[Given task] Transcribe the records below exactly as they appear.
— Begin Material for this exercise —
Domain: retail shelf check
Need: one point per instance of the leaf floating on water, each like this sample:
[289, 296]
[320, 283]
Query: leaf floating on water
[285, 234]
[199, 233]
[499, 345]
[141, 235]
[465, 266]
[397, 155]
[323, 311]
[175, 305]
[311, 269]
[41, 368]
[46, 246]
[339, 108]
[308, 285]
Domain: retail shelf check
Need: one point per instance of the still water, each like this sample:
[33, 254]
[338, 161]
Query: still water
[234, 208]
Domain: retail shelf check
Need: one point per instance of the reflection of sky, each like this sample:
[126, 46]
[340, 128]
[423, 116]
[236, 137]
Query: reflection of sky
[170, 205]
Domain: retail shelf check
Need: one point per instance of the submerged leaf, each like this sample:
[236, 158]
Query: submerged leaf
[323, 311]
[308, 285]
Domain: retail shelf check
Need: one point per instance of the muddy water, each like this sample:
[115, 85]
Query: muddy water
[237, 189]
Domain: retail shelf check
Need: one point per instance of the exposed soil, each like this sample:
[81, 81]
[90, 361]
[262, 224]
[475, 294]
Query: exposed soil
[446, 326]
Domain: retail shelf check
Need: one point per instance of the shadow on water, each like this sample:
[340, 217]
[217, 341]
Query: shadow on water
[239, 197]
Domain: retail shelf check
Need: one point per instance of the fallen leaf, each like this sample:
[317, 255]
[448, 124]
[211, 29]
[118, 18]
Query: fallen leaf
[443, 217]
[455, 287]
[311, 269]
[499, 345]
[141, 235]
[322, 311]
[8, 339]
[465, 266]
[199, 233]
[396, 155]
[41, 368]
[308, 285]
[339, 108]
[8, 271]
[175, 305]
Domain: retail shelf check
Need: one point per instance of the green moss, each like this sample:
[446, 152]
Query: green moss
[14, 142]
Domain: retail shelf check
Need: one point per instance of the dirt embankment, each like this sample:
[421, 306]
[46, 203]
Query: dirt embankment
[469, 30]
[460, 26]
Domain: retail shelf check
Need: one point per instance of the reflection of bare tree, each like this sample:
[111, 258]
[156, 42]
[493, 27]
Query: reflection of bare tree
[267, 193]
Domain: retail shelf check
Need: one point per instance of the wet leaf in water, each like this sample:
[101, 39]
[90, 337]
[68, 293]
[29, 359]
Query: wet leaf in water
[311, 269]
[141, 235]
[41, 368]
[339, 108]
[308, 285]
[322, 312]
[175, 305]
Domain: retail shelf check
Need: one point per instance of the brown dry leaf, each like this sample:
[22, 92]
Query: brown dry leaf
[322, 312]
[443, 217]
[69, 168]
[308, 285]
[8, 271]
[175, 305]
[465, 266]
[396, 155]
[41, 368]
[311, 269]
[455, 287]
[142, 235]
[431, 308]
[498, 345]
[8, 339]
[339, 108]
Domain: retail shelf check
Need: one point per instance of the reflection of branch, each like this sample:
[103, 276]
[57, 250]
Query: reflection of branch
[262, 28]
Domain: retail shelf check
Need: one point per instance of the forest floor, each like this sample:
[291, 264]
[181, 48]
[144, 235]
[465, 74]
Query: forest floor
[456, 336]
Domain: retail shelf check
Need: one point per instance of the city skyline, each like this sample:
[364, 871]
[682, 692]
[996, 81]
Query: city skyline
— End Material for this exercise —
[Response]
Domain: retail shelf check
Need: one point per instance of the leaf floating on water, each like this sample:
[289, 296]
[320, 283]
Query: leaf floating on water
[285, 234]
[199, 233]
[499, 345]
[141, 235]
[465, 266]
[397, 155]
[323, 311]
[175, 305]
[311, 269]
[41, 368]
[46, 246]
[339, 108]
[308, 285]
Domain: retail shelf check
Need: one point per instance of the still water, each like this sample:
[33, 254]
[338, 161]
Query: still water
[234, 208]
Domain: retail shelf check
Need: one point per instance of the reflection of sky, each like this sample:
[126, 46]
[340, 128]
[423, 116]
[236, 137]
Query: reflection of sky
[170, 205]
Domain: retail shelf check
Need: one point per instance of the submerged leaf, each like this sample:
[236, 158]
Query: submerged leaf
[323, 311]
[308, 285]
Domain: retail shelf check
Need: one point per instance of the muddy water, each like this sample:
[115, 85]
Query: muddy water
[237, 189]
Domain: retail shelf check
Need: one point per instance of the exposed soil, each like this sample:
[81, 81]
[90, 361]
[262, 224]
[475, 294]
Query: exposed soil
[446, 326]
Domain: retail shelf check
Need: one point per instance of the shadow on water, each like this sample:
[340, 217]
[217, 341]
Query: shadow on water
[239, 197]
Domain: retail shelf check
Need: one point per instance of the fallen leaf, each like this sample:
[317, 255]
[448, 124]
[211, 29]
[118, 18]
Query: fallen leaf
[443, 217]
[455, 287]
[311, 269]
[499, 345]
[141, 235]
[322, 311]
[8, 339]
[465, 266]
[199, 233]
[396, 155]
[41, 368]
[308, 285]
[339, 108]
[8, 271]
[175, 305]
Domain: retail shelf check
Need: one point per instance of the green moss, each like this sample:
[446, 152]
Query: green moss
[14, 142]
Domain: retail shelf check
Need: one point per instance of the dirt embankment, each like this sample:
[421, 306]
[46, 203]
Query: dirt embankment
[469, 30]
[460, 26]
Domain: retail shelf check
Need: one point per instance of the reflection of bare tree, each like this sample:
[111, 258]
[156, 42]
[493, 27]
Query: reflection of bare tree
[267, 193]
Domain: retail shelf check
Need: one point per instance of the wet leaf in water, each like this sample:
[101, 39]
[90, 337]
[68, 293]
[29, 359]
Query: wet leaf in water
[311, 269]
[141, 235]
[41, 368]
[339, 108]
[308, 285]
[322, 312]
[175, 305]
Domain: retail shelf check
Need: one point per instance of the brown dry leaf, each like this sample:
[22, 92]
Query: brown dry leaf
[322, 312]
[443, 217]
[69, 168]
[308, 285]
[8, 271]
[175, 305]
[465, 266]
[396, 155]
[41, 368]
[311, 269]
[455, 287]
[142, 235]
[431, 308]
[498, 345]
[8, 339]
[339, 108]
Domain: retail shelf check
Need: one point per instance of the reflection of branch, each like this sample:
[103, 276]
[57, 250]
Query: reflection of branch
[262, 28]
Domain: retail shelf check
Need: one point per instance of the forest floor, each like this sample:
[291, 264]
[181, 48]
[144, 235]
[465, 74]
Query: forest floor
[456, 336]
Domain: retail shelf check
Need: one point per instance of the city skyline, each like this sample:
[364, 871]
[682, 692]
[996, 81]
Query: city skyline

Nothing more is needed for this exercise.